Format the records as a Markdown table with columns "Row" and "Line". Start at the line containing "Tag each instance of the marble", include every line through the end of the records, give each nonblank line its own numbered row, and omit blank lines.
--- START Extracted entries ---
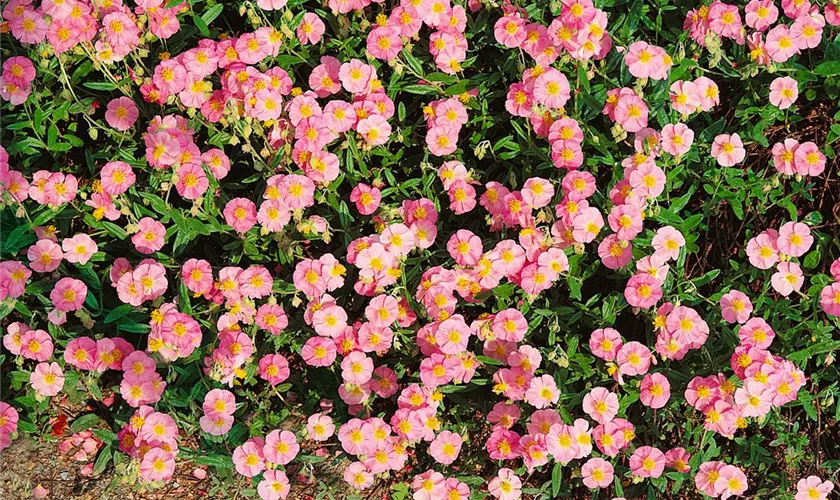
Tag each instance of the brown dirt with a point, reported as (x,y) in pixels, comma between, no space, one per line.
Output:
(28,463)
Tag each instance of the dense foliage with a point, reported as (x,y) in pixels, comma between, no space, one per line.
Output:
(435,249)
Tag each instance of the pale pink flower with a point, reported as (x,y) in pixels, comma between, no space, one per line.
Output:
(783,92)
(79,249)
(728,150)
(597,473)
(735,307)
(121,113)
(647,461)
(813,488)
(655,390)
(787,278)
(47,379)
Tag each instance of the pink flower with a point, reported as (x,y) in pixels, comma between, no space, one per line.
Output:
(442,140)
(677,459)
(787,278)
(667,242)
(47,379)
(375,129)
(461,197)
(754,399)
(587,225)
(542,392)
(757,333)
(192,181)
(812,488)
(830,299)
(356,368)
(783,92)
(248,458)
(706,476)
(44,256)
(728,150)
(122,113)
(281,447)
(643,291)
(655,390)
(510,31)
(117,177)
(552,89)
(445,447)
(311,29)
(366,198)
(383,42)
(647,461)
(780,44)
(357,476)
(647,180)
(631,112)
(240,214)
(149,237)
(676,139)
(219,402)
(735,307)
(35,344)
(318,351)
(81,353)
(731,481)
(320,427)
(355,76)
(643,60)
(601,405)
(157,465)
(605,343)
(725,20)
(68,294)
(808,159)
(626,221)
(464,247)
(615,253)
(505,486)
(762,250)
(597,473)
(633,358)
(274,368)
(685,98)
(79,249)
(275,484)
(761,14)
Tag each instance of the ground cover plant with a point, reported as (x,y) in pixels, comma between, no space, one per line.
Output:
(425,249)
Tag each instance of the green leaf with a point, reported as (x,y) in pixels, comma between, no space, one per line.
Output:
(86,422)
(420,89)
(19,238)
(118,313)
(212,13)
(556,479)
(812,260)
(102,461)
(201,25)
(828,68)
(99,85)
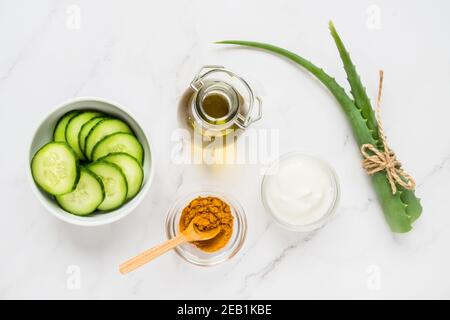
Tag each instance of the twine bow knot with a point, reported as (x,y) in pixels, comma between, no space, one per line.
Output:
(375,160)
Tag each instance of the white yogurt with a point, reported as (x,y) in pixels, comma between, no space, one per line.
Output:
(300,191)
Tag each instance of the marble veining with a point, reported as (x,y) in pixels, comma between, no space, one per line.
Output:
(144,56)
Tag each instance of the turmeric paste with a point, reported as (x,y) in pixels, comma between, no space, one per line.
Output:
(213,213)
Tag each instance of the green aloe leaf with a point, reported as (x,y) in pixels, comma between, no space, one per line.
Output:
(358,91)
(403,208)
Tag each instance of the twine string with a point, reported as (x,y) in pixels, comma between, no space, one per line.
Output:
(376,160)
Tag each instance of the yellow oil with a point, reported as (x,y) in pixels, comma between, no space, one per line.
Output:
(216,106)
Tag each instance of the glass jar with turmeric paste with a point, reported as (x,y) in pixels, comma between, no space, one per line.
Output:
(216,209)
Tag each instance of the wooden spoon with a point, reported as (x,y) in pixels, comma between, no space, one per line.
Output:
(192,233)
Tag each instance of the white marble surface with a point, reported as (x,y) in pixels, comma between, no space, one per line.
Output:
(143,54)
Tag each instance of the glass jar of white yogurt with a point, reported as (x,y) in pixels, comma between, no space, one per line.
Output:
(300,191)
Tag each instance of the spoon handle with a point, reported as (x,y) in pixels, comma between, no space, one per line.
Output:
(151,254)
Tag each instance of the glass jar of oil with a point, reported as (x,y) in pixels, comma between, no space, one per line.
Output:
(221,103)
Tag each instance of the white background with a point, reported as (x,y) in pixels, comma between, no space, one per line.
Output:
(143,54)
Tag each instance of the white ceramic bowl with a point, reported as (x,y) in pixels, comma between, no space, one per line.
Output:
--- END Extracted entries ---
> [Answer to the exercise]
| Row | Line |
|---|---|
| 1 | Tag each instance of the marble veining with a point, reported as (x,y) in pixels, comma between, no space, one per line. |
| 2 | Output: |
| 3 | (144,56) |
| 4 | Tag each instance of the turmeric paste with a point, reported as (x,y) in pixels, comma between, no space, one per line. |
| 5 | Output: |
| 6 | (213,213) |
| 7 | Tag each instance of the green aloe leaf with a point, reported as (x,y) in pixels, comma between, no space, one per line. |
| 8 | Output: |
| 9 | (358,91) |
| 10 | (403,208) |
| 11 | Tag each instance of the twine string with a point, reported as (x,y) in pixels, comma between, no space, one per line. |
| 12 | Output: |
| 13 | (376,160) |
| 14 | Tag each instance of the yellow oil with a point, reported as (x,y) in pixels, comma between, no space, one per line. |
| 15 | Output: |
| 16 | (216,106) |
| 17 | Tag each instance of the glass jar with turmeric paste with a point, reported as (x,y) in pixels, comma between, no space, one per line. |
| 18 | Output: |
| 19 | (216,209) |
| 20 | Tag each instance of the wooden spoon with a point, reported as (x,y) in pixels, comma between, no space, one per line. |
| 21 | Output: |
| 22 | (192,233) |
| 23 | Tag each instance of the white marble surface with a point, reported as (x,y) in pixels, comma between, no space, one per line. |
| 24 | Output: |
| 25 | (143,54) |
| 26 | Tag each instance of the glass jar of white yogurt with a point, reported as (x,y) in pixels, comma between, no space, one per line. |
| 27 | Output: |
| 28 | (300,191) |
| 29 | Tag each instance of the spoon handle with a point, reported as (x,y) in pixels, comma between, no space, one per line. |
| 30 | Output: |
| 31 | (151,254) |
| 32 | Tag each instance of the glass jar of oil with a point, reported as (x,y) in pixels, comma between, no space, one per line. |
| 33 | Output: |
| 34 | (221,103) |
| 35 | Tag each instance of the white background with a point, reported as (x,y) in pixels, comma between, no space, one per line. |
| 36 | Output: |
| 37 | (143,54) |
| 38 | Tag each instance of the white ceramic bowl with a point, reported as (x,y) in pixels, comma between, no space, one per line. |
| 39 | Output: |